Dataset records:

--- --- ---

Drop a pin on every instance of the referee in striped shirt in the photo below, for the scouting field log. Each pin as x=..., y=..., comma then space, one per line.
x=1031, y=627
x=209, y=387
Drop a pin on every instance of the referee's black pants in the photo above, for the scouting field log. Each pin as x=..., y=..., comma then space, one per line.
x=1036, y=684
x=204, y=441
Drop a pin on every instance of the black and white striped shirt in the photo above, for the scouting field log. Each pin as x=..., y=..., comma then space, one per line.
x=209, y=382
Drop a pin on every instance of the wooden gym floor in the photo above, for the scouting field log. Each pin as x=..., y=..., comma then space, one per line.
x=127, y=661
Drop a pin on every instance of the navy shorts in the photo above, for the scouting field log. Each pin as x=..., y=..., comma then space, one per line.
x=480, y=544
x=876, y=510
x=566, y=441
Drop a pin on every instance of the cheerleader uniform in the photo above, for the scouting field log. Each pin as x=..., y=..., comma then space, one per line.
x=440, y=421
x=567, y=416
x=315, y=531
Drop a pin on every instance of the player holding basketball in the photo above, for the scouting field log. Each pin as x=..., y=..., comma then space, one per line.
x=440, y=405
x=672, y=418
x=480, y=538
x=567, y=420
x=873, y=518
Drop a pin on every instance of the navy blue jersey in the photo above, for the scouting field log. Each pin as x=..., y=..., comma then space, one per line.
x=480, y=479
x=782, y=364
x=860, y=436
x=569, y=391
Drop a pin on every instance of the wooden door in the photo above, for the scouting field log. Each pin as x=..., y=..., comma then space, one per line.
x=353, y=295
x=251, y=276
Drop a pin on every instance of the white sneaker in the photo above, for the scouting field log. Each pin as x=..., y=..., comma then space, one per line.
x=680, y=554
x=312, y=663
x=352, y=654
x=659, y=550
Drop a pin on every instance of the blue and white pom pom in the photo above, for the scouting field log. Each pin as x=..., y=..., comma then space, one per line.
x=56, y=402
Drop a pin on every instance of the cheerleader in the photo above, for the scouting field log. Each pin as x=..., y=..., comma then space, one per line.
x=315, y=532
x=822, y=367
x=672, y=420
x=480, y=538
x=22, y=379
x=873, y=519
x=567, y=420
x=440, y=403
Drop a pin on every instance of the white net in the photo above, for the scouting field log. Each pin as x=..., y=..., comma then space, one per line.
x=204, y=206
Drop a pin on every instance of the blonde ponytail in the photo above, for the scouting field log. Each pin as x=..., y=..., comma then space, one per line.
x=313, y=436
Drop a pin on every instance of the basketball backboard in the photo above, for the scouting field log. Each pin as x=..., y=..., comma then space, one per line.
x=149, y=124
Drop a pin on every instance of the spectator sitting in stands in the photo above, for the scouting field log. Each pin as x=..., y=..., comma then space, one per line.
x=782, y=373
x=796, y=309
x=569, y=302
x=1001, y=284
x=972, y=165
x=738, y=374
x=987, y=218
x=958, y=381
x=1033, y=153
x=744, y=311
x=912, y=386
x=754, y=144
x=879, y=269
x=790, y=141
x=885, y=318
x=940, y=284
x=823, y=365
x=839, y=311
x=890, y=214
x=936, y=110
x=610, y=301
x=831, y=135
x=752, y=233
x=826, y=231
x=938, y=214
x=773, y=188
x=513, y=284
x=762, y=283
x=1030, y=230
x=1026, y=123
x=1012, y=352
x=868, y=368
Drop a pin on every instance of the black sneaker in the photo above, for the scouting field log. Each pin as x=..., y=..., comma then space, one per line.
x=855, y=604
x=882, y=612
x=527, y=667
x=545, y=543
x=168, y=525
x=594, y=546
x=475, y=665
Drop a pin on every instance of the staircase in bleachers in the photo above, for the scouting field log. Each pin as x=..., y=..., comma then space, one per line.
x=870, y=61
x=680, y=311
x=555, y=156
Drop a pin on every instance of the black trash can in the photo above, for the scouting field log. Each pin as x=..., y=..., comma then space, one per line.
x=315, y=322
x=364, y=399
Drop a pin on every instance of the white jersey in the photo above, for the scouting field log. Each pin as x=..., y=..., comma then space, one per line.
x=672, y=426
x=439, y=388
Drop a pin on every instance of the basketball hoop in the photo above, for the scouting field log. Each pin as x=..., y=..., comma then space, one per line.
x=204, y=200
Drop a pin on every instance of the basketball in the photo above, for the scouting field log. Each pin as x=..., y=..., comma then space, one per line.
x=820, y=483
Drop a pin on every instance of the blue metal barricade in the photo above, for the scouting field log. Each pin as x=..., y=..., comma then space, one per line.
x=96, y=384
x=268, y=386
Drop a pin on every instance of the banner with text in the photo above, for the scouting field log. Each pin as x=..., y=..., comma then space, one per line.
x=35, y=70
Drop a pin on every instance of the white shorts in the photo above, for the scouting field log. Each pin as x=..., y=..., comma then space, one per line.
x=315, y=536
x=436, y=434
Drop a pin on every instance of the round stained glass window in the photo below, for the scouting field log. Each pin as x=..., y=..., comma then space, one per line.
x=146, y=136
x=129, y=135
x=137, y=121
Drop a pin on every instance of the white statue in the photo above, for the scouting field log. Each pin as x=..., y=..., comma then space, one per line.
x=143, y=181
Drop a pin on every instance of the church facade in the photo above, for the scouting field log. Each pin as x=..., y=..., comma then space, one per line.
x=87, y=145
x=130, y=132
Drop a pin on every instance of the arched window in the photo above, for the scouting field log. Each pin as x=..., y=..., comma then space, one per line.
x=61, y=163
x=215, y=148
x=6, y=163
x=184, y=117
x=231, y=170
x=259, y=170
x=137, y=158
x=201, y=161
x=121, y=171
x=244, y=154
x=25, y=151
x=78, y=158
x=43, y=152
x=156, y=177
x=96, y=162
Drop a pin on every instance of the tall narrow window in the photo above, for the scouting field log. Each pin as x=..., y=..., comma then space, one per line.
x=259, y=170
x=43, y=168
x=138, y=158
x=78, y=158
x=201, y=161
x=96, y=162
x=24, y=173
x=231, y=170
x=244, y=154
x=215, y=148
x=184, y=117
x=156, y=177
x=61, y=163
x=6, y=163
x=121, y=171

--- --- ---

* _TASK BRIEF_:
Reproduce all of the records above word for word, keeping every line in its original order.

* _OUTPUT BELOW_:
Drop a pin on every instance of the referee in striped shirt in the photo below, for the scouting field log. Each pin as x=..., y=..., comma then space, one per line.
x=1031, y=627
x=209, y=387
Drop a pin on every instance of the referee's black pants in the photo above, for the scouting field log. Each pin as x=..., y=..., comma then space, one per line.
x=1036, y=684
x=204, y=441
Drop a pin on every instance of the black and white striped shirt in the photo above, for the scouting field log. Each pin as x=..., y=..., comma then space, one per line.
x=209, y=382
Drop a pin on every instance of the wooden gym floor in the photo above, for the scouting field log. Each pin as x=..., y=..., comma then space, one per line.
x=127, y=661
Drop a pin on every instance of the navy shorts in the photo above, for the scouting field log. Each pin as x=..., y=..., comma then space, one per line.
x=480, y=544
x=876, y=510
x=566, y=441
Drop a pin on every instance of the cheerleader uniform in the photo above, for the scouting field log. Each pin as x=..., y=..., comma then space, one per line.
x=440, y=421
x=567, y=416
x=315, y=531
Drop a pin on every instance of the player holding basketball in the photo above, for the scouting field log. Each pin as x=..., y=..., comma then space, one per line.
x=440, y=405
x=672, y=418
x=480, y=538
x=567, y=420
x=873, y=518
Drop a pin on every instance of the navy blue jersey in the photo above, for the scouting field log. Each pin as x=..., y=..., comma then space, one per line.
x=480, y=479
x=782, y=364
x=860, y=436
x=569, y=391
Drop a pin on every instance of the wooden door in the photo above, for the scouting field log. Each pin as x=..., y=..., comma then space, one per line.
x=353, y=295
x=251, y=276
Drop a pin on every instance of the white sneaker in the photo above, for the scouting field log. Each pin as x=..., y=..., comma then space, one per line.
x=680, y=554
x=312, y=663
x=352, y=654
x=659, y=550
Drop a pin on every instance of the blue and white pom pom in the photo above, for the scouting field log. Each pin as x=..., y=..., comma then space, one per line.
x=56, y=402
Drop a pin on every instance of the cheerleader in the photo above, for the scouting field log. Each pin as x=..., y=..., comma then space, one per line.
x=315, y=532
x=822, y=367
x=672, y=420
x=480, y=538
x=22, y=379
x=873, y=519
x=567, y=420
x=440, y=403
Drop a pin on every instance of the white net in the photo above, for the scouting field log. Each pin as x=..., y=..., comma then space, one per line.
x=204, y=206
Drop a pin on every instance of the blonde ponytail in the photo above, for the scouting field log. Each pin as x=..., y=..., comma then space, one per line.
x=313, y=436
Drop a pin on every instance of the basketball backboard in the photo above, for the scouting field log. Each pin as x=..., y=..., comma then space, one per line.
x=149, y=124
Drop a pin on every instance of the spectator sitting in stands in the photo above, for the scouting field log. Each pin as x=..., y=..., comma then space, one per line.
x=782, y=373
x=796, y=309
x=569, y=302
x=1001, y=284
x=972, y=165
x=738, y=374
x=987, y=218
x=958, y=381
x=1033, y=153
x=744, y=311
x=912, y=386
x=754, y=144
x=879, y=269
x=790, y=141
x=885, y=318
x=940, y=284
x=823, y=365
x=839, y=311
x=890, y=214
x=936, y=110
x=610, y=301
x=831, y=135
x=752, y=233
x=826, y=231
x=938, y=214
x=773, y=188
x=513, y=284
x=762, y=283
x=1030, y=230
x=1026, y=123
x=1012, y=352
x=868, y=368
Drop a pin on every instance of the black sneaker in the photo above, for the scouting field log. Each pin as x=..., y=..., comma then space, one per line.
x=855, y=604
x=882, y=612
x=527, y=667
x=545, y=543
x=168, y=525
x=594, y=546
x=475, y=665
Drop a pin on every instance of the staircase in bleachers in the photo above, for the scouting field log. Each pin as x=..., y=..., comma then space, one per line.
x=870, y=61
x=680, y=311
x=555, y=156
Drop a pin on every instance of the black trash can in the photo above, for the scouting field log. Each pin as x=..., y=..., comma then space, one per line.
x=315, y=322
x=364, y=399
Drop a pin on every instance of the white jersey in the photo above, for the scouting field log. Each pin as x=..., y=..., comma then space, one per line.
x=672, y=426
x=439, y=388
Drop a pin on every instance of the basketball hoop in the photo above, for the scouting field log. Each pin as x=..., y=..., comma then space, one per line.
x=204, y=200
Drop a pin on every instance of the basketball in the photo above, for the scouting field log. Each pin as x=..., y=..., comma then space, one per line.
x=820, y=483
Drop a pin on every instance of the blue metal barricade in the photo above, for the scouting field log. Each pin as x=..., y=..., comma then space, one per line.
x=96, y=384
x=268, y=386
Drop a pin on every instance of the banner with text in the photo above, for the scouting field log. Each pin as x=..., y=..., comma then space, one per line.
x=35, y=70
Drop a pin on every instance of the white shorts in the photo above, for the scouting field log. Each pin as x=..., y=..., comma then space, one per line.
x=315, y=536
x=436, y=434
Drop a pin on every instance of the round stained glass window in the photo below, for the scouting field log. Each pin as x=..., y=..., comma then space, one per line.
x=146, y=136
x=129, y=135
x=137, y=121
Drop a pin on every instance of the white statue in the photo above, for the scouting field log. Each pin as x=..., y=..., comma then space, one per line.
x=143, y=181
Drop a pin on every instance of the church facade in the photo above, for the scouting field log. Each pin as x=..., y=..., comma then space, one per line.
x=87, y=145
x=130, y=132
Drop a pin on every instance of the arched window in the photo above, for the scouting field log. Each pin as x=..., y=..., comma then space, one per line.
x=61, y=163
x=215, y=148
x=6, y=163
x=184, y=117
x=231, y=170
x=259, y=170
x=137, y=158
x=201, y=161
x=121, y=171
x=244, y=154
x=25, y=151
x=78, y=158
x=43, y=152
x=156, y=177
x=96, y=162
Drop a pin on every instance of the tall narrow window in the photo above, for the scouting field log. Each pin as x=..., y=..., comma then space, one per line.
x=259, y=170
x=43, y=168
x=138, y=158
x=78, y=158
x=201, y=161
x=96, y=162
x=24, y=173
x=231, y=170
x=244, y=154
x=215, y=148
x=184, y=117
x=156, y=177
x=61, y=163
x=6, y=163
x=121, y=171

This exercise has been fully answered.